TASK DIRECTIONS.
Please lay out all of the data below as a numbered list, leaving out any blank lines.

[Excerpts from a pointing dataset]
################
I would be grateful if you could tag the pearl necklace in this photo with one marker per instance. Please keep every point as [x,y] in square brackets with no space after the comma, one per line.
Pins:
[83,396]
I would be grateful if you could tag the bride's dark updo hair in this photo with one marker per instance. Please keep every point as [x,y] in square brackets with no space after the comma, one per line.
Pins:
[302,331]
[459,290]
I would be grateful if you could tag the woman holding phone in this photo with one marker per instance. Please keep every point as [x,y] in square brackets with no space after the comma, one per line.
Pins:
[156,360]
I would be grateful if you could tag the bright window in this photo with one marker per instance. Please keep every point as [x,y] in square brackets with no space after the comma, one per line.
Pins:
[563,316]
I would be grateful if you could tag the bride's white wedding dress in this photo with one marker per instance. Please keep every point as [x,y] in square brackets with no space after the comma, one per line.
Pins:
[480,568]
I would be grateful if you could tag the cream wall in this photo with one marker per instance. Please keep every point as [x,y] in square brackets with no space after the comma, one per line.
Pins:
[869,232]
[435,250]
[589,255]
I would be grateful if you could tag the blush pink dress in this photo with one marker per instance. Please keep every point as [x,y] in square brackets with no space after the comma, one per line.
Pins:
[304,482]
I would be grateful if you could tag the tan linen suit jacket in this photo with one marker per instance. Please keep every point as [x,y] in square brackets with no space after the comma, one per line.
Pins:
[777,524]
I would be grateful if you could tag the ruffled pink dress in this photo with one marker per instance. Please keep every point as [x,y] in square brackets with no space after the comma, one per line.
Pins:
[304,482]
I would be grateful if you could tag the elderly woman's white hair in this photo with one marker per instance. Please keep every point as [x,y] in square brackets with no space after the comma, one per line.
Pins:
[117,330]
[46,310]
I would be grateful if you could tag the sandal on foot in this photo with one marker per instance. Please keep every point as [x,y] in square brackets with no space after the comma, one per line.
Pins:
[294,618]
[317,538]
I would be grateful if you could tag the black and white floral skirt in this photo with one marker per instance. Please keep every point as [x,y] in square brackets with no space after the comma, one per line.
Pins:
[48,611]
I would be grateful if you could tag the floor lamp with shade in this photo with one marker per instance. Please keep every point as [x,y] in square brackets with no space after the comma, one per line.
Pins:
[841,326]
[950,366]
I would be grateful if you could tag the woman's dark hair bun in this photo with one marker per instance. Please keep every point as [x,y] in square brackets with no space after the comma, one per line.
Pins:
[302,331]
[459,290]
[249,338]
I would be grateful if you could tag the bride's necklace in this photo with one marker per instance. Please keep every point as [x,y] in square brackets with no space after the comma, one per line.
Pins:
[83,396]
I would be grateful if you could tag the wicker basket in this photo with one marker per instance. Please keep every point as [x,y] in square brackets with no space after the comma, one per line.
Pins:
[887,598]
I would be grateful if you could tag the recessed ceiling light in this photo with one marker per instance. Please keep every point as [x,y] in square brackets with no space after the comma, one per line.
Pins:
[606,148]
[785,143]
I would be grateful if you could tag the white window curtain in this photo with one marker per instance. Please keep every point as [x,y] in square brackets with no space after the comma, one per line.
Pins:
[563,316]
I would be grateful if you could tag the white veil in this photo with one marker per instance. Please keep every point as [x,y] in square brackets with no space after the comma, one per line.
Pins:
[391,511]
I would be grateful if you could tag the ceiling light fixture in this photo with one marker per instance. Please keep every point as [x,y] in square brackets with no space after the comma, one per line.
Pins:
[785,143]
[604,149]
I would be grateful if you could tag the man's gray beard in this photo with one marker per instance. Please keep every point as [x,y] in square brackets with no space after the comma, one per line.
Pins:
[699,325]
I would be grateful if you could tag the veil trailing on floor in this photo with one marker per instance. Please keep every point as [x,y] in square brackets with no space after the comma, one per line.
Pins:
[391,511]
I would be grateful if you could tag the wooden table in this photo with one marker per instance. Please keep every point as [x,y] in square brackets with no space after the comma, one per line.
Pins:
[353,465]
################
RESULT.
1. I would be grateful if you could tag the pearl necklace in this photo with one marker per instance. Please keep every point as [x,y] in square brackets with no space after the comma, one per line.
2. Pins:
3. [83,396]
4. I would be grateful if you could tag the bride's dark updo hair in this photo with one marker per instance. Please keep every point as [x,y] in square brackets with no space after the comma, one per line.
5. Pins:
6. [302,331]
7. [459,290]
8. I would be grateful if you could tag the woman holding phone in this photo with one marker per instance. Please keep every point as [x,y] in square brackets with no space after the comma, one per line.
9. Pins:
10. [156,360]
11. I would be grateful if you could tag the bright window in this photo with one marker per instance. Please keep every point as [x,y] in square brackets with no space after the comma, one per line.
12. Pins:
13. [563,316]
14. I would be grateful if you could tag the bride's white wedding dress in this photo with one marker per instance. Please keep every point as [x,y] in square brackets with no space after the comma, one per line.
15. Pins:
16. [480,568]
17. I would be grateful if you could tag the cream wall in this photo with one marker per instance. Please keep every point as [x,y] in square brackets with no space after the comma, one per line.
18. Pins:
19. [869,232]
20. [435,250]
21. [589,255]
22. I would be grateful if you could tag the blush pink dress in this photo with one marker per instance. Please keep every point as [x,y] in square brackets with no space after the comma, one per line.
23. Pins:
24. [304,482]
25. I would be grateful if you could tag the tan linen suit jacket in this photo with one marker per instance. Please keep every point as [x,y] in square brackets with no space after the comma, one per line.
26. Pins:
27. [777,524]
28. I would be grateful if you could tag the ruffled pink dress in this photo with one marker per instance. Please keep every point as [x,y] in square brackets with no space after the comma, one per line.
29. Pins:
30. [304,482]
31. I would be grateful if you could tag the elderly woman's white hair in this photo with one marker per instance. Please keep every point as [x,y] in square brackets with no space after the comma, one per line.
32. Pins:
33. [117,330]
34. [46,310]
35. I would be grateful if you could tag the sandal on foot in this photo with one marker per instance. Please keep every point as [x,y] in square brackets with no space after the comma, one per line.
36. Pins:
37. [294,618]
38. [317,538]
39. I would be grateful if you could tag the black and white floral skirt in this photo with one marker per instance. Please keep every point as [x,y] in square brackets with no space after the comma, one per line.
40. Pins:
41. [48,611]
42. I would be grateful if you could tag the floor lamp with shade in this photo with one marker per instance. Please keep every point as [x,y] in square brackets with no space after the comma, one per line.
43. Pins:
44. [841,326]
45. [950,366]
46. I would be grateful if you could tag the woman's dark hair bun in this photo with one marker per instance. Please keep every point as [x,y] in square brackets with no space after the comma, one per line.
47. Pins:
48. [302,331]
49. [459,290]
50. [249,338]
51. I would be grateful if you could tag the bride's necklace in this photo with one marker per instance. Please keep every point as [x,y] in square brackets with no space after the comma, one per line.
52. Pins:
53. [83,396]
54. I would be grateful if you could tag the wicker basket in this photo with one marker per instance. Please keep every point as [x,y] in square brackets with no space after the comma, one per line.
55. Pins:
56. [887,598]
57. I would be grateful if you could tag the recessed ceiling light in this photo with one marker per instance. Please keep every point as [x,y] in square brackets with no space after the comma, one per line.
58. Pins:
59. [606,148]
60. [785,143]
61. I would be grateful if you could tag the white window curtain in this photo with one marker per instance. Please keep every point as [x,y] in square brackets with no space after the comma, one per line.
62. Pins:
63. [563,316]
64. I would be grateful if you could tag the white veil in this photo with one marker per instance. Please keep every point as [x,y] in square brackets with no space after the comma, one per line.
65. Pins:
66. [391,511]
67. I would be grateful if you could tag the ceiling light fixture in this photo with one marker per instance. Please keep every point as [x,y] in square brackets with no space after the comma, one per line.
68. Pins:
69. [785,143]
70. [604,149]
71. I would be grateful if you could tag the man's gray beard in this photo with one marker per instance. Please keep every point as [x,y] in square brackets with no space after the comma, one per line.
72. Pins:
73. [699,325]
74. I would be grateful if you could tag the veil trailing on floor in this photo with one marker per instance. Please keep every point as [x,y] in square brackets with no space after the comma, one per line.
75. Pins:
76. [391,511]
77. I would be grateful if you could tag the wooden table in this photo with one marker per instance. Please keep every point as [x,y] in square brackets with no space after the comma, one per line.
78. Pins:
79. [353,465]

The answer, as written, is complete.